__Exercise goal__
Show every line of the records that contains the string "bear", matching case exactly.
>> begin
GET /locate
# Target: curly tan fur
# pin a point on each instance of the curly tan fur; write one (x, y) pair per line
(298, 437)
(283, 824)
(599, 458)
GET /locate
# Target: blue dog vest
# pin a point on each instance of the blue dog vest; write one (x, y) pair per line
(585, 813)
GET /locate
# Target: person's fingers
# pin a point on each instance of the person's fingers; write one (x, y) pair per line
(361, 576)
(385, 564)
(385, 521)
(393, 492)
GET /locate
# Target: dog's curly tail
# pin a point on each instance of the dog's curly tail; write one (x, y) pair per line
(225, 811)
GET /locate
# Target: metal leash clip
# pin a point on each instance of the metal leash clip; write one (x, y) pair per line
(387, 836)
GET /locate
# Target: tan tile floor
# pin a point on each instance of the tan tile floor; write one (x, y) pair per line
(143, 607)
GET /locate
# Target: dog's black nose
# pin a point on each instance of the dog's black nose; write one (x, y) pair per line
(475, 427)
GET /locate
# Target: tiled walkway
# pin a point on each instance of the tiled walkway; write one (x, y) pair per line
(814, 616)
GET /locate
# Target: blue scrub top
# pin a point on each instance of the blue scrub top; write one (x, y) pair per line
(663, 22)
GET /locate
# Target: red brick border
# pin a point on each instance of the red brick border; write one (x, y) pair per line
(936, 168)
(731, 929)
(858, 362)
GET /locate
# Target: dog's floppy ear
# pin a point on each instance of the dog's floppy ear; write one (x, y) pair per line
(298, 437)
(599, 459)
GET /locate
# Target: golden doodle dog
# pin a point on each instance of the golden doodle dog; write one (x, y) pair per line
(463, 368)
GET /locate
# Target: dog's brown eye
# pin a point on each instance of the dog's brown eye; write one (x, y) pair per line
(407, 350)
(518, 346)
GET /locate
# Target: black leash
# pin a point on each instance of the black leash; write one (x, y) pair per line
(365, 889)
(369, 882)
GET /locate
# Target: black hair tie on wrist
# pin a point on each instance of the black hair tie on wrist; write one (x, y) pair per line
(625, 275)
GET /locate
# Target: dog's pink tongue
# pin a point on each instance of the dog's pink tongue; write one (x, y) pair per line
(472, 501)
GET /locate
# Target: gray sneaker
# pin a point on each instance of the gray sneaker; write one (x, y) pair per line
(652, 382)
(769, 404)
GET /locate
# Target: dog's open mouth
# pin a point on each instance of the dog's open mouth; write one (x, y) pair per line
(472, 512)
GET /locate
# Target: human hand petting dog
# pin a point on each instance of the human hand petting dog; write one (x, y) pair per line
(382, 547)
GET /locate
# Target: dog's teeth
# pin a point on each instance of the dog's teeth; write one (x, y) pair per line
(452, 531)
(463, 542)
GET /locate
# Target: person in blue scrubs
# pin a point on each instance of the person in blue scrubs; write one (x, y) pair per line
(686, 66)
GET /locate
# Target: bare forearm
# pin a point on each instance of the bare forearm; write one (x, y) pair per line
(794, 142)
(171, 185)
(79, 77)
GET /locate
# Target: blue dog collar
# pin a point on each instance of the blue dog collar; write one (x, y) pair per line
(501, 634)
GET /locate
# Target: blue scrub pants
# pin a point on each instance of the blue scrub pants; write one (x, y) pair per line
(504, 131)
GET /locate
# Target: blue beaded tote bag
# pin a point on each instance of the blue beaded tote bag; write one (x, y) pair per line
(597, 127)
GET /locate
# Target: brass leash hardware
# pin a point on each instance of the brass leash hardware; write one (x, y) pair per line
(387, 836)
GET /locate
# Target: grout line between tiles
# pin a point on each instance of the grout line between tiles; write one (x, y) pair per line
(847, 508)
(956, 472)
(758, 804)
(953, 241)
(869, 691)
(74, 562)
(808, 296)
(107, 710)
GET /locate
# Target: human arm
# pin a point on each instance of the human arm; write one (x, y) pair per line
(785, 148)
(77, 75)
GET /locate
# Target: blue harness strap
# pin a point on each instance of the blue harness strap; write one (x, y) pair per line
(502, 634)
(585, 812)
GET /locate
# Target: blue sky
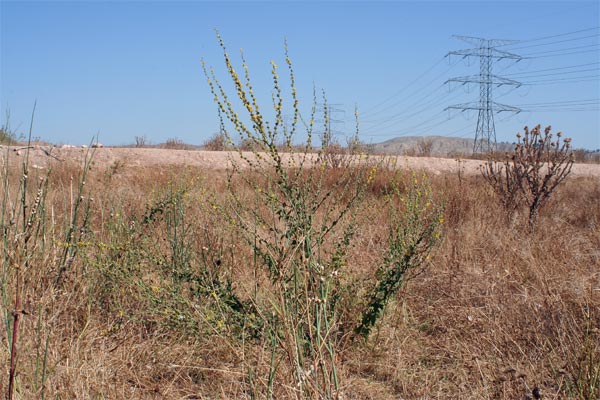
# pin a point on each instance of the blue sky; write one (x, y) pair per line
(126, 69)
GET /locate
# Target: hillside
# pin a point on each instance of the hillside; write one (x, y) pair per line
(438, 145)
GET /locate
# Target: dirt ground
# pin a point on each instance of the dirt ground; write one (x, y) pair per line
(42, 156)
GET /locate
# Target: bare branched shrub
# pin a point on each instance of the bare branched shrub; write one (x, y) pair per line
(217, 142)
(529, 174)
(425, 146)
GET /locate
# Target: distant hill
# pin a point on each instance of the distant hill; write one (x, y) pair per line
(431, 145)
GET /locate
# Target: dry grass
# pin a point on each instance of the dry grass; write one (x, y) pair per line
(498, 311)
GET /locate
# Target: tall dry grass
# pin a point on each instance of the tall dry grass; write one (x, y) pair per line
(141, 312)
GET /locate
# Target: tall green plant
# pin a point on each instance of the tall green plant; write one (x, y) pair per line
(299, 222)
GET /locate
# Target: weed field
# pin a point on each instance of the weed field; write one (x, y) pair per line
(371, 281)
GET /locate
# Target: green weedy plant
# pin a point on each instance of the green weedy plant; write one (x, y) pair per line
(296, 212)
(529, 175)
(414, 227)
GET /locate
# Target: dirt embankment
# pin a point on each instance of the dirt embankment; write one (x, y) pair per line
(42, 156)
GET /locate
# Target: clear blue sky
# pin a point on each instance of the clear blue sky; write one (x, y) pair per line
(127, 69)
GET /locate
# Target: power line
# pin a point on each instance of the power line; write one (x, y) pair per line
(555, 42)
(405, 87)
(487, 51)
(554, 69)
(566, 80)
(565, 49)
(416, 92)
(566, 54)
(553, 36)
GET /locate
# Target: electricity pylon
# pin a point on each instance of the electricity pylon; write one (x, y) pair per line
(485, 134)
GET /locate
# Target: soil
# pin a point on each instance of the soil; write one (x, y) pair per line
(43, 156)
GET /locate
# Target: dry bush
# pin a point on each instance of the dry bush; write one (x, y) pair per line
(529, 175)
(217, 142)
(424, 147)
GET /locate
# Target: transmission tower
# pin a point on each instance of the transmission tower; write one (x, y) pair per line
(485, 134)
(330, 111)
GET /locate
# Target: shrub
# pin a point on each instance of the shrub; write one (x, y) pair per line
(217, 142)
(298, 222)
(529, 174)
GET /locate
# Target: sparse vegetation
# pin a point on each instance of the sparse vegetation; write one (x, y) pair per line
(288, 276)
(529, 175)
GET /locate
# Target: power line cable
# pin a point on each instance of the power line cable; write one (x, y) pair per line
(566, 54)
(554, 69)
(555, 42)
(414, 93)
(552, 36)
(565, 49)
(368, 110)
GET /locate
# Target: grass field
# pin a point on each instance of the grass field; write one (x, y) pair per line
(145, 282)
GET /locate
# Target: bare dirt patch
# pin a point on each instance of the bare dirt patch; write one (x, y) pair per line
(42, 156)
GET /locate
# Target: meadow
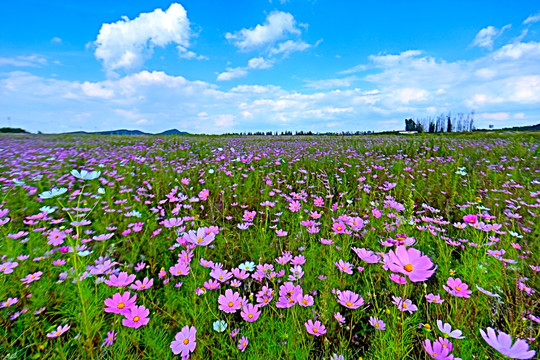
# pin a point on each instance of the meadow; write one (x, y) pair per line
(373, 247)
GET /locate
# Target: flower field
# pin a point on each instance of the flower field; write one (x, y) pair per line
(269, 247)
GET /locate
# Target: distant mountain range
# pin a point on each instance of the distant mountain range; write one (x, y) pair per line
(130, 132)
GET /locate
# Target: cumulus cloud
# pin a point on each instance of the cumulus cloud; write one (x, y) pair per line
(531, 19)
(485, 37)
(24, 61)
(278, 25)
(127, 44)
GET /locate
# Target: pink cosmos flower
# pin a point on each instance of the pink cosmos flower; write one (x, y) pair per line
(179, 268)
(410, 262)
(376, 323)
(434, 298)
(250, 312)
(304, 300)
(242, 343)
(59, 331)
(185, 341)
(143, 285)
(457, 288)
(7, 267)
(470, 219)
(230, 302)
(344, 266)
(137, 317)
(120, 304)
(201, 238)
(123, 279)
(438, 350)
(340, 318)
(350, 299)
(32, 277)
(110, 339)
(366, 255)
(315, 328)
(9, 302)
(503, 344)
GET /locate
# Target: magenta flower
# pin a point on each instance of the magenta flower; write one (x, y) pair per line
(304, 300)
(366, 255)
(123, 279)
(185, 341)
(137, 317)
(457, 288)
(376, 323)
(315, 328)
(110, 339)
(9, 302)
(503, 344)
(470, 219)
(230, 302)
(344, 266)
(438, 350)
(434, 298)
(201, 238)
(250, 312)
(120, 304)
(340, 318)
(350, 300)
(59, 331)
(142, 285)
(410, 262)
(7, 267)
(32, 277)
(242, 343)
(179, 269)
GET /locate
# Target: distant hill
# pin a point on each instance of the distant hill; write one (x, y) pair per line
(129, 132)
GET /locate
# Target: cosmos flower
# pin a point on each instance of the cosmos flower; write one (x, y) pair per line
(185, 341)
(503, 344)
(250, 312)
(377, 323)
(242, 343)
(457, 288)
(410, 262)
(137, 317)
(120, 304)
(447, 329)
(315, 328)
(123, 279)
(350, 299)
(59, 331)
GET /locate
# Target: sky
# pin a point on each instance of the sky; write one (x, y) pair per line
(220, 66)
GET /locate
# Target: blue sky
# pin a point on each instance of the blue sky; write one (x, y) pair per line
(221, 66)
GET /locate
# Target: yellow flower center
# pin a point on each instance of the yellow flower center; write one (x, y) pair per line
(408, 267)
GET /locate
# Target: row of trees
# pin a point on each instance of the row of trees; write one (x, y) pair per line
(442, 123)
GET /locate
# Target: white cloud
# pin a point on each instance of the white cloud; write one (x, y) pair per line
(533, 18)
(127, 44)
(260, 63)
(331, 83)
(232, 73)
(278, 25)
(24, 61)
(485, 37)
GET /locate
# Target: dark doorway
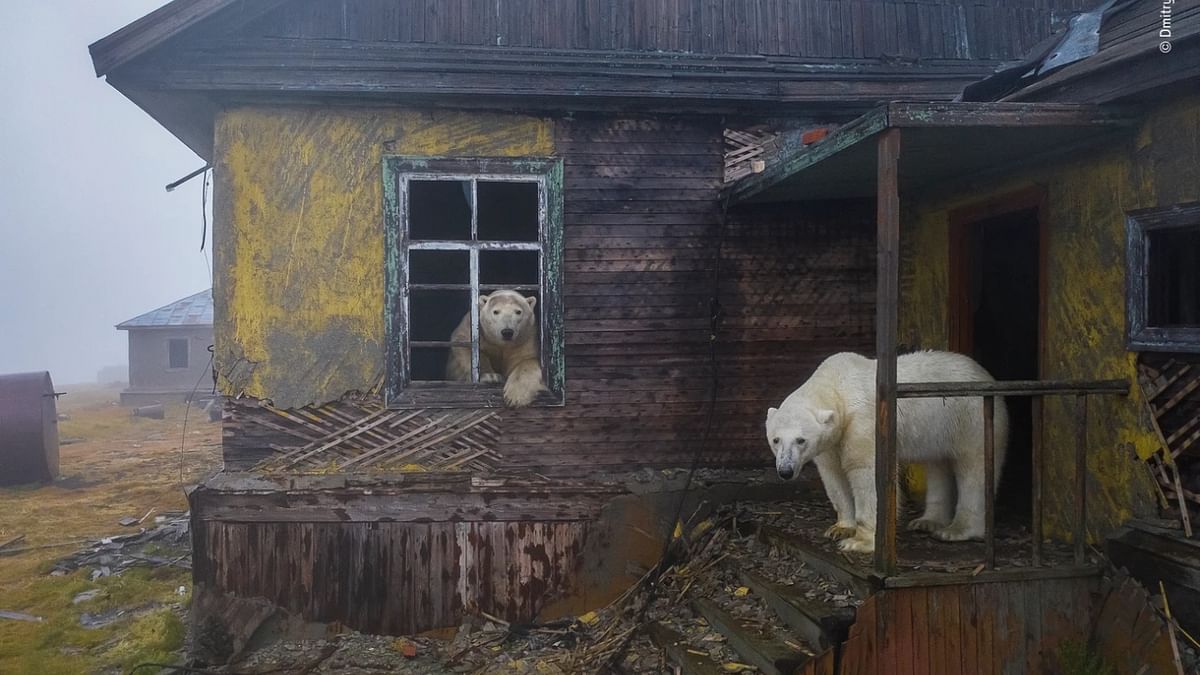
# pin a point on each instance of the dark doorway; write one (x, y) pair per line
(1000, 303)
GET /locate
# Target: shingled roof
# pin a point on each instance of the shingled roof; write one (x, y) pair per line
(192, 310)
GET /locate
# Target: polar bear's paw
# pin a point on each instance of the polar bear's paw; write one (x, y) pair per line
(925, 525)
(955, 532)
(519, 395)
(858, 543)
(839, 531)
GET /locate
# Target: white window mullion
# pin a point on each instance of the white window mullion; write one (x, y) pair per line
(474, 281)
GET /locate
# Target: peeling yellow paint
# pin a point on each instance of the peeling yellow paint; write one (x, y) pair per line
(1085, 329)
(299, 285)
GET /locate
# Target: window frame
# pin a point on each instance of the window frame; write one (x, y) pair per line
(1139, 225)
(187, 353)
(400, 392)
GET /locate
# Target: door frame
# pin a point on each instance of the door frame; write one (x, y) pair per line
(960, 328)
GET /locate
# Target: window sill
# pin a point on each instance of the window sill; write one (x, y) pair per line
(454, 395)
(1180, 340)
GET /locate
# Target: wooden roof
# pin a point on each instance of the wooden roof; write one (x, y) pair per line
(941, 143)
(187, 59)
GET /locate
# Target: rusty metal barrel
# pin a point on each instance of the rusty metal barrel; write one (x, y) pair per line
(29, 429)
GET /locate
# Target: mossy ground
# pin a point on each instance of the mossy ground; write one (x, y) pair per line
(123, 466)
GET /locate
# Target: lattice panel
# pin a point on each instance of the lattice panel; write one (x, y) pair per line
(364, 435)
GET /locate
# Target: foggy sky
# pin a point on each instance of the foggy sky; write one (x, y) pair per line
(88, 236)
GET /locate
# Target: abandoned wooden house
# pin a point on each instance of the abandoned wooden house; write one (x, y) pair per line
(705, 199)
(169, 351)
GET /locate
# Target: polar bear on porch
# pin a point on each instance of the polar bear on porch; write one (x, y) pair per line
(831, 422)
(508, 346)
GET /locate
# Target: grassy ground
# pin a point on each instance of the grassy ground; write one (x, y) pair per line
(121, 466)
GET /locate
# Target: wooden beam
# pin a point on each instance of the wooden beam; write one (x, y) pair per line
(1080, 533)
(887, 299)
(1012, 388)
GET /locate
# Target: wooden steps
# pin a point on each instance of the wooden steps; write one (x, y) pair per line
(677, 650)
(769, 656)
(820, 561)
(817, 623)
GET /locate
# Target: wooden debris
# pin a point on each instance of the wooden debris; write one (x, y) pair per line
(771, 657)
(19, 616)
(12, 542)
(690, 662)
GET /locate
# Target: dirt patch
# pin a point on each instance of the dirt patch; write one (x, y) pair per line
(124, 467)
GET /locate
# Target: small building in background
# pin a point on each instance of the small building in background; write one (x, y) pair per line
(169, 354)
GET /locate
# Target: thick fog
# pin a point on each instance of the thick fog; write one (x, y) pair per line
(88, 236)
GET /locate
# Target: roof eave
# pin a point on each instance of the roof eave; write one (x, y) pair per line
(797, 159)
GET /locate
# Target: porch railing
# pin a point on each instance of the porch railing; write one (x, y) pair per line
(888, 461)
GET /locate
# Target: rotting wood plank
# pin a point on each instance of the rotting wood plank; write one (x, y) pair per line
(819, 625)
(823, 563)
(677, 650)
(771, 657)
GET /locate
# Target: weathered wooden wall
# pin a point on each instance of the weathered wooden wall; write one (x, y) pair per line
(799, 28)
(1085, 334)
(1006, 628)
(300, 292)
(400, 555)
(298, 232)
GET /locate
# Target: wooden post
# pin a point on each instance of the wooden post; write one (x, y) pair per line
(989, 476)
(1036, 482)
(1080, 477)
(887, 299)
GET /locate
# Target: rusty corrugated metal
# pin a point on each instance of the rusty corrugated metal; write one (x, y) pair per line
(29, 430)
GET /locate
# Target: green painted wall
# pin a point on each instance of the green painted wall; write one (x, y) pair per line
(299, 255)
(1085, 330)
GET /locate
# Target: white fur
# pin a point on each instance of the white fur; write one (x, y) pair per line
(831, 422)
(508, 347)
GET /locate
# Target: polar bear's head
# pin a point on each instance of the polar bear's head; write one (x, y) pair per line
(507, 317)
(798, 435)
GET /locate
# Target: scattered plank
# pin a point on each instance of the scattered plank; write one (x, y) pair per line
(676, 647)
(838, 569)
(817, 623)
(12, 542)
(772, 657)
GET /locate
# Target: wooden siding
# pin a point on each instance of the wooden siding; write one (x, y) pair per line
(1087, 197)
(796, 28)
(1001, 628)
(642, 226)
(391, 578)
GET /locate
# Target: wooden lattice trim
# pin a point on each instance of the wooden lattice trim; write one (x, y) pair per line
(364, 435)
(745, 151)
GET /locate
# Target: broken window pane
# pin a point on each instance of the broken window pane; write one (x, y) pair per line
(508, 210)
(438, 267)
(433, 315)
(429, 364)
(1174, 276)
(504, 269)
(439, 209)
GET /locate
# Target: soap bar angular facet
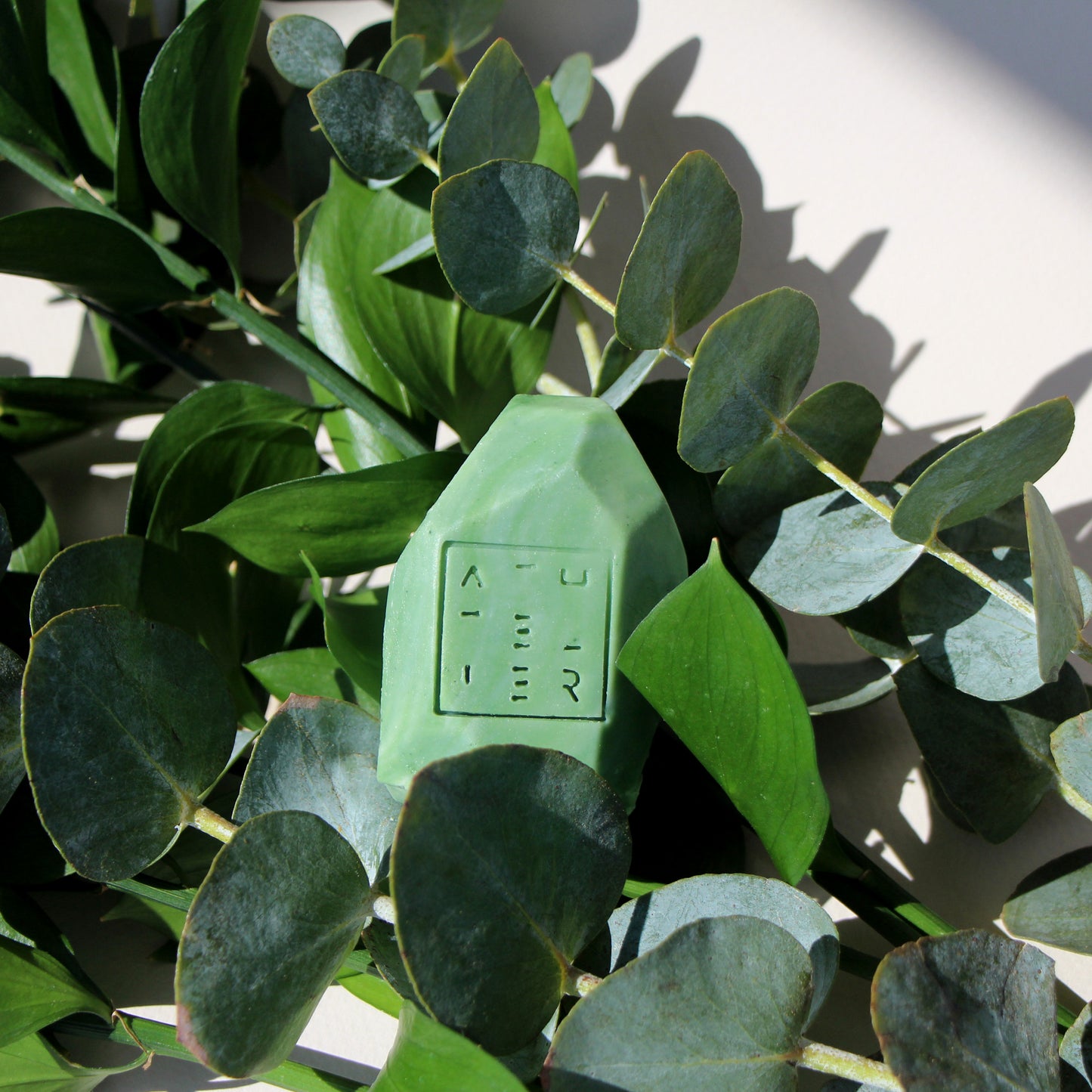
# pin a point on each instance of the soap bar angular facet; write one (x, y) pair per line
(510, 604)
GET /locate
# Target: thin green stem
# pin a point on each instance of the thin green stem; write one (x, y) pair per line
(829, 1060)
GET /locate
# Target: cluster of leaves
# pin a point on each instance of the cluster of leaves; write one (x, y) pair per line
(435, 234)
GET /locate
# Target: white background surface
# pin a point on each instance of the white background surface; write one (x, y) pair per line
(923, 169)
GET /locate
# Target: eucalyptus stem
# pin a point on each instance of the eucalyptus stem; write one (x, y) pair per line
(829, 1060)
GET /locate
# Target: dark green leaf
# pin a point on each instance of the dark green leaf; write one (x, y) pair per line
(189, 118)
(305, 51)
(463, 895)
(993, 759)
(723, 1001)
(712, 669)
(448, 26)
(297, 893)
(373, 124)
(86, 255)
(196, 416)
(685, 257)
(318, 755)
(571, 86)
(125, 724)
(826, 555)
(985, 471)
(1050, 905)
(495, 117)
(427, 1055)
(503, 232)
(969, 1010)
(842, 422)
(749, 370)
(311, 672)
(1060, 614)
(641, 924)
(345, 523)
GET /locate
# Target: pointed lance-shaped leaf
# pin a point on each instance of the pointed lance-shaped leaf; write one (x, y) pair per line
(985, 471)
(685, 255)
(709, 664)
(748, 372)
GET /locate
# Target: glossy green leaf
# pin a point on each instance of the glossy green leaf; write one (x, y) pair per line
(318, 755)
(312, 672)
(709, 664)
(427, 1055)
(571, 88)
(495, 117)
(125, 724)
(463, 896)
(86, 255)
(503, 230)
(750, 368)
(189, 118)
(966, 636)
(723, 1001)
(305, 49)
(299, 893)
(685, 257)
(985, 471)
(373, 124)
(36, 989)
(991, 759)
(448, 26)
(345, 523)
(826, 555)
(842, 422)
(967, 1010)
(196, 416)
(1060, 614)
(641, 924)
(1050, 905)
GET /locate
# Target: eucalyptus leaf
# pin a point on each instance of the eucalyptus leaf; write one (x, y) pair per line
(748, 372)
(503, 232)
(373, 122)
(319, 755)
(345, 523)
(305, 49)
(495, 117)
(967, 1010)
(86, 255)
(710, 665)
(462, 896)
(296, 932)
(685, 257)
(993, 759)
(189, 118)
(826, 555)
(641, 924)
(985, 471)
(125, 724)
(723, 1001)
(842, 422)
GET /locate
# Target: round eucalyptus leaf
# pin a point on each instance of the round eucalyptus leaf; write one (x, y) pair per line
(826, 555)
(505, 849)
(280, 910)
(641, 924)
(125, 724)
(723, 1001)
(503, 232)
(685, 255)
(305, 51)
(967, 1010)
(319, 755)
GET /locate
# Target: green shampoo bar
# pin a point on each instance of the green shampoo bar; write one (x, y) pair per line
(511, 602)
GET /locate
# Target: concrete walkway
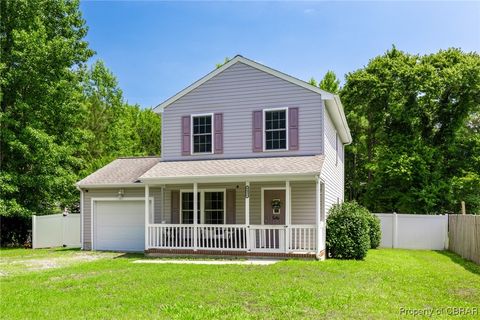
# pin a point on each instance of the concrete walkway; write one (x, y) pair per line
(260, 262)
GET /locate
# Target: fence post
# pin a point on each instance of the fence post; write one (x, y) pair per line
(34, 231)
(394, 230)
(445, 246)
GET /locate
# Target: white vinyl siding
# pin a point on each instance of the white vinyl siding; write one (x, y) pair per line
(332, 171)
(113, 193)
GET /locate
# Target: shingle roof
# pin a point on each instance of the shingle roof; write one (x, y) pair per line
(235, 167)
(120, 171)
>> end
__Full response__
# Target: polar bear's paw
# pin a point on each instance of the polar bear's paw; write one (x, y) pair per line
# Target: polar bear on porch
# pin a point on each instance of the polar bear on porch; write one (x, y) pair per line
# Target: polar bear's head
# pin a point on each instance of the polar bear's head; write one (x, y) pair per line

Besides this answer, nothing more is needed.